• [Short task]:
Every line below should be repeated exactly.

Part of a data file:
[BEGIN]
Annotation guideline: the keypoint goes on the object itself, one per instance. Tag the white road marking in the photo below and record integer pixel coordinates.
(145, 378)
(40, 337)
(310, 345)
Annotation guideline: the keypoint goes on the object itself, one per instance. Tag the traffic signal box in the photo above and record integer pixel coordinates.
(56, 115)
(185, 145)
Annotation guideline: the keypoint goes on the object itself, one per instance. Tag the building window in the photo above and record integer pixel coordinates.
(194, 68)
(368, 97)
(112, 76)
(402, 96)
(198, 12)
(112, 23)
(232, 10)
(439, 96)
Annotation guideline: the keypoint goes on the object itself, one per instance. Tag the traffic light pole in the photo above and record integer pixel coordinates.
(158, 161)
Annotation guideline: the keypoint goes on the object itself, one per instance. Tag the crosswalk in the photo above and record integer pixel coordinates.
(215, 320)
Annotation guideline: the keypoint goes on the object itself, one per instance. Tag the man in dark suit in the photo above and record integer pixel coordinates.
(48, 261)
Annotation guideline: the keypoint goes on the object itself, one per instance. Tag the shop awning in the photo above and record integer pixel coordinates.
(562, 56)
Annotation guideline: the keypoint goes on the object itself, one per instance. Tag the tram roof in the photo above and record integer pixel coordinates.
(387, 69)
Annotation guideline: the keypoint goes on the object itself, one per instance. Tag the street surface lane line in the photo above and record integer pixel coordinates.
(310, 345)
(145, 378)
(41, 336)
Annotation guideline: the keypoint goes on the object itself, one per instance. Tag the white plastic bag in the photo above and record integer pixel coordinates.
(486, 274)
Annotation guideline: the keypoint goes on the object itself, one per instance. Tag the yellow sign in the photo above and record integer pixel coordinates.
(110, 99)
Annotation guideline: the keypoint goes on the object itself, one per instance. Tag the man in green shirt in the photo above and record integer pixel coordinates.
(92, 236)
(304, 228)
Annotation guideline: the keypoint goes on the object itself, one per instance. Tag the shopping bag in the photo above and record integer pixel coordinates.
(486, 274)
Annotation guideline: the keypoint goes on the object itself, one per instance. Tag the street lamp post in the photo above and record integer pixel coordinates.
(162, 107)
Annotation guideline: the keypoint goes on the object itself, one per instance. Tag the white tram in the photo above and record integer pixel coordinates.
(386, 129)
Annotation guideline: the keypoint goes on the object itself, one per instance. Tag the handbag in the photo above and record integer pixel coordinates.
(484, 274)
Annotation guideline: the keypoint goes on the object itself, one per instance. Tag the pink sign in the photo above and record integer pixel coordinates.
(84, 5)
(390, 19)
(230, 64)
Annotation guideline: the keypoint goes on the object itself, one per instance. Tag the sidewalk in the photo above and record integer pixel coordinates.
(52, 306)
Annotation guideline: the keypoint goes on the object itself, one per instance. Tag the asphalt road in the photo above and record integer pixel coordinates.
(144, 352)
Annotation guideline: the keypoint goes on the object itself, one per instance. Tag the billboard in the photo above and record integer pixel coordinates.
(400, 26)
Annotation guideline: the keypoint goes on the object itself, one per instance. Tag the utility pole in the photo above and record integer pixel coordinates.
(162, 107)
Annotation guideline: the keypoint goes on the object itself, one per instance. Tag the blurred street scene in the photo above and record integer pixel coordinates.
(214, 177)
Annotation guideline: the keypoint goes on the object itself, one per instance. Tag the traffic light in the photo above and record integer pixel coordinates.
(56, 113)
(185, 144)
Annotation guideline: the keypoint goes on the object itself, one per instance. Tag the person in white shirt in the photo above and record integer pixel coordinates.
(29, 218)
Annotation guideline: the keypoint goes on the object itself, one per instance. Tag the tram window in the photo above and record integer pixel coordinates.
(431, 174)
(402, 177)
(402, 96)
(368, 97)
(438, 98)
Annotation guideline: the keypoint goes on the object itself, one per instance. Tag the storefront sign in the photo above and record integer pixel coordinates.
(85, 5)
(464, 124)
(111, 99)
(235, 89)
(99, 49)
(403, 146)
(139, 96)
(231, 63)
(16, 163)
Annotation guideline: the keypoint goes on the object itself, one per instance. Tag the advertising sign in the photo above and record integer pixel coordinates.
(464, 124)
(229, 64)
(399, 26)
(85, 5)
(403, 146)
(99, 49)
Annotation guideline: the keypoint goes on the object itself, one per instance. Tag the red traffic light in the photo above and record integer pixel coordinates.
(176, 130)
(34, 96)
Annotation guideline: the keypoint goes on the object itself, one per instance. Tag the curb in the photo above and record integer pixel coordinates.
[END]
• [Output below]:
Annotation guideline: the keypoint goes on the object itself, one per instance. Tag the white road marking in the photo below and record integer pixel coordinates.
(145, 378)
(40, 337)
(310, 345)
Annotation guideline: the keypoint goes on the object itself, one per instance. Tag the traffic signal box in the photo above and record integer pixel coordinates.
(56, 115)
(185, 145)
Annotation guideline: the keypoint goes on the object itself, one per instance. Tag the building window in the photo above and record integer pixel coordinates.
(194, 68)
(368, 97)
(112, 76)
(402, 96)
(198, 12)
(112, 23)
(232, 10)
(439, 96)
Annotation guideline: the keypoint goes on the object itself, one per instance. Tag the traffic light pole in the photo above and record integer pixel coordinates.
(158, 161)
Annotation guideline: the keypoint goes on the object itself, one per instance. Tag the crosswalk in the photo above and record integer pixel coordinates.
(215, 320)
Annotation guideline: the keypoint goes on the object itself, one per instance. Tag the man in dark suit in the photo above and record integer pixel coordinates.
(48, 261)
Annotation guideline: the keypoint goes on the object itself, one per instance. Tag the shop awning in the photo above and record integer pixel coordinates.
(562, 56)
Annotation guideline: the keypoint goes on the object itself, one per instance. Tag the tram roof in the photo above and record integer pixel coordinates.
(387, 69)
Annotation guideline: the keypoint goes on the object itself, one per instance. Tag the street surface lane line in the photo above and record integer pixel coordinates.
(310, 345)
(145, 378)
(41, 336)
Annotation guideline: the keypoint goes on the object itself, one per instance. Tag the white plastic bag in the photo above and record integer pixel coordinates.
(486, 274)
Annotation guideline: the keypoint goes on the object itself, one per instance. Tag the yellow sign in the photo above and record integer pixel coordinates.
(110, 99)
Annotation guideline: the keypoint goes on the object itself, one per instance. Tag the man in green shirt in the photo above and record integer pixel coordinates.
(92, 236)
(304, 228)
Annotation guideline: the keypoint goes on the object itself, one per instance. Tag the shopping bag in the photo above and record integer pixel coordinates.
(486, 274)
Annotation guideline: the keypoint goes on the object itself, one per instance. Tag the street lamp post in the photo above and record integer pixel coordinates.
(162, 107)
Annotation guideline: the keypoint goes on the object itself, one per instance. Tag the white tram in the photo above and record integer pixel coordinates.
(386, 129)
Annotation guideline: the keypoint goes on the object itself, one per instance. Tag the handbag in the photo above and record integer pixel coordinates.
(484, 274)
Annotation guideline: the keypoint goes on the object itself, one per instance. Tag the pink sign in the photo above and record integer pixel coordinates.
(84, 5)
(390, 19)
(230, 64)
Annotation guideline: the keypoint goes on the object itself, one per instance. Tag the sidewalk in the photo above and record integer pixel coordinates.
(52, 306)
Annotation guideline: the keypoint goes on the object itself, one per instance. Tag the asphalt road in the photo above and record integer pixel coordinates.
(144, 352)
Annotation guideline: the keypoint goes on the object itself, one per instance. Tag the billboard in the photo above and record integer pixel coordinates.
(400, 26)
Annotation guideline: the keypoint goes on the object itself, one per instance. Tag the utility pole in the photo above and record integer pixel coordinates.
(162, 107)
Annotation guideline: the keypoint goes on the object itself, one per instance. Tag the blurred street scene in the photo above and record integer pixel coordinates.
(214, 177)
Annotation guideline: the keypoint goes on the object itself, one per instance. Tag the traffic light in the photo above and record integer pixel coordinates.
(56, 113)
(185, 144)
Annotation guideline: the keypoint goes on the object itself, one per instance. Tag the person in white shirt in the photo above and record integer pixel coordinates.
(29, 218)
Annotation guideline: the keypoint goes on the object itself, one per instance. Tag the tram window in the photo above and record integer pixel coordinates.
(431, 174)
(402, 177)
(402, 96)
(368, 97)
(438, 98)
Annotation guideline: the keypoint goes on the object itself, one per instance. Tag the storefront sign in the photo above and record integer pixel coordinates.
(85, 5)
(464, 124)
(111, 99)
(235, 89)
(99, 49)
(403, 146)
(139, 96)
(231, 63)
(16, 163)
Annotation guideline: the keypoint goes on the object itself, one per instance. Tag the advertising sign in the photo above and record integer pixel coordinates.
(464, 124)
(229, 64)
(399, 26)
(85, 5)
(403, 146)
(99, 49)
Annotation guideline: the keypoint goes on the object itself, one per instance. Tag the red traffic light in the photo above and record integer pixel coordinates.
(176, 130)
(34, 96)
Annotation guideline: the keypoint goes on the object itself, one per instance. Tag the curb in the photo above and record integer pixel coordinates.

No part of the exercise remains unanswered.